• WRITTEN EXERCISE
Swap "navy blue" for "charcoal gray" in the lines from the start through the line with "Outline every instance of the navy", and give those lines back with nothing else changed. Leave the pictures out.

Lines of data:
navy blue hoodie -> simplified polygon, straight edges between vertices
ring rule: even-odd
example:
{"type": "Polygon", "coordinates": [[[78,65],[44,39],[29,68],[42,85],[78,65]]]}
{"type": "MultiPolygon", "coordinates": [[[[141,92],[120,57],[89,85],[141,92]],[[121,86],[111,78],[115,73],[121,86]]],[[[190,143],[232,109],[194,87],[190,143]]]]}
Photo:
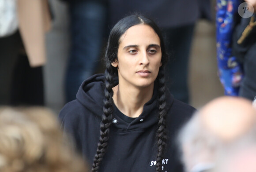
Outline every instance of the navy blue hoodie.
{"type": "MultiPolygon", "coordinates": [[[[64,130],[74,139],[76,148],[92,164],[100,135],[103,114],[105,76],[97,74],[82,84],[77,99],[67,104],[59,118],[64,130]]],[[[118,81],[117,81],[117,84],[118,81]]],[[[99,172],[155,172],[158,124],[157,84],[151,99],[138,117],[125,116],[114,105],[107,152],[99,172]]],[[[162,160],[163,172],[183,171],[175,144],[177,132],[191,117],[195,109],[166,95],[168,146],[162,160]]]]}

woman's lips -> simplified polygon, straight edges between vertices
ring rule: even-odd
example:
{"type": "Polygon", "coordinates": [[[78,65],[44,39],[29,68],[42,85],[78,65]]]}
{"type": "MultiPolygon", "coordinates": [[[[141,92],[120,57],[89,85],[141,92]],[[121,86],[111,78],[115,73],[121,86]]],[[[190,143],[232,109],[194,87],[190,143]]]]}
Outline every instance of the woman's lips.
{"type": "Polygon", "coordinates": [[[148,77],[151,72],[147,70],[141,70],[136,72],[140,76],[142,77],[148,77]]]}

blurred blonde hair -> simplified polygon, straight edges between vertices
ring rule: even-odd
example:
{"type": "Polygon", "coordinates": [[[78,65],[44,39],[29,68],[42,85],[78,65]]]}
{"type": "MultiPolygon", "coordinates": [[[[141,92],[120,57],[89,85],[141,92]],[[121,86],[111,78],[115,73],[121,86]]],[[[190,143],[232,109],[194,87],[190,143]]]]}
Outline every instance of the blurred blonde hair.
{"type": "Polygon", "coordinates": [[[56,117],[40,107],[0,107],[1,172],[85,172],[56,117]]]}

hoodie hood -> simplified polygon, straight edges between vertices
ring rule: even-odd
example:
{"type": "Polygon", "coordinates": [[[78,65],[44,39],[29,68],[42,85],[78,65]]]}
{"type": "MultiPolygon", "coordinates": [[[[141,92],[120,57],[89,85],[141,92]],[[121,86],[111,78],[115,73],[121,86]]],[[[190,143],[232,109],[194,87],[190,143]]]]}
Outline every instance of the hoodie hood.
{"type": "Polygon", "coordinates": [[[83,82],[76,94],[78,101],[101,118],[103,113],[105,79],[103,74],[89,77],[83,82]]]}
{"type": "MultiPolygon", "coordinates": [[[[104,74],[92,76],[83,83],[76,95],[78,101],[96,115],[100,120],[103,113],[105,79],[104,74]]],[[[115,78],[114,80],[115,85],[117,85],[118,83],[118,78],[115,78]]],[[[144,105],[141,114],[134,118],[131,122],[128,122],[128,121],[130,121],[127,120],[127,118],[129,117],[120,111],[114,104],[113,120],[115,121],[113,123],[113,125],[119,130],[127,131],[138,128],[146,129],[158,122],[158,86],[156,84],[152,98],[144,105]]],[[[168,105],[166,111],[168,112],[172,106],[173,98],[169,91],[166,92],[166,105],[168,105]]]]}

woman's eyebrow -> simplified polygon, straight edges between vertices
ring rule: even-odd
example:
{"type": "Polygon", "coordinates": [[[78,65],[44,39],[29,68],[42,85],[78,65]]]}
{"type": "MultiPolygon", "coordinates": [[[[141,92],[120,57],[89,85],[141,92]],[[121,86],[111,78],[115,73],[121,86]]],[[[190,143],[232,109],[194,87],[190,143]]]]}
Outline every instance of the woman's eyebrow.
{"type": "Polygon", "coordinates": [[[161,48],[161,47],[158,44],[151,44],[147,46],[148,48],[151,47],[156,47],[158,48],[161,48]]]}
{"type": "Polygon", "coordinates": [[[138,45],[127,45],[127,46],[125,46],[124,47],[124,48],[123,48],[123,50],[128,48],[129,48],[130,47],[139,47],[138,45]]]}
{"type": "MultiPolygon", "coordinates": [[[[134,47],[134,48],[137,48],[139,47],[138,45],[127,45],[127,46],[125,46],[124,47],[124,48],[123,49],[125,49],[126,48],[128,48],[131,47],[134,47]]],[[[157,47],[158,48],[160,48],[161,47],[158,44],[151,44],[150,45],[149,45],[147,47],[149,48],[149,47],[157,47]]]]}

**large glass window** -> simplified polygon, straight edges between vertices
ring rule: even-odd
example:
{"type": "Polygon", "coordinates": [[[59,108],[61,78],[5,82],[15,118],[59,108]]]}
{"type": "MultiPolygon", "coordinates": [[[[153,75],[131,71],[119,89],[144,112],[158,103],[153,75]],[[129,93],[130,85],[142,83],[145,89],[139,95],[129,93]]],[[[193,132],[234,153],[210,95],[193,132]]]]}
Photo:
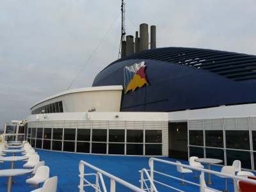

• OUTPUT FOR THIS EXERCISE
charcoal gray hoodie -> simplified polygon, straight edges between vertices
ring rule: even-odd
example:
{"type": "Polygon", "coordinates": [[[78,65],[44,39],[29,68],[42,85],[78,65]]]}
{"type": "MultiPolygon", "coordinates": [[[[141,92],[120,57],[89,85],[141,92]],[[121,86],[111,78],[115,73],[121,86]]],[[[190,143],[232,109],[194,87],[190,143]]]]}
Photo:
Outline every instance of the charcoal gray hoodie.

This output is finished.